-- START Material to process --

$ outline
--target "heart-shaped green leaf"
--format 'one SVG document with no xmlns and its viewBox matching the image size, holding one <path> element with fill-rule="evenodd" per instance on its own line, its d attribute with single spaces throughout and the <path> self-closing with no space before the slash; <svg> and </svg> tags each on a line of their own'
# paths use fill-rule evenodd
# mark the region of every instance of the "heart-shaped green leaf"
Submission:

-- END Material to process --

## [Request]
Change every "heart-shaped green leaf" in the rows above to "rounded green leaf" and leave the rest of each row untouched.

## [Exercise response]
$ outline
--target "rounded green leaf"
--format 'one SVG document with no xmlns and its viewBox matching the image size, holding one <path> element with fill-rule="evenodd" per instance on its own line, its d attribute with single spaces throughout and the <path> self-closing with no space before the slash; <svg> and </svg> tags each on a line of their own'
# paths use fill-rule evenodd
# mark the region of every instance of the "rounded green leaf"
Submission:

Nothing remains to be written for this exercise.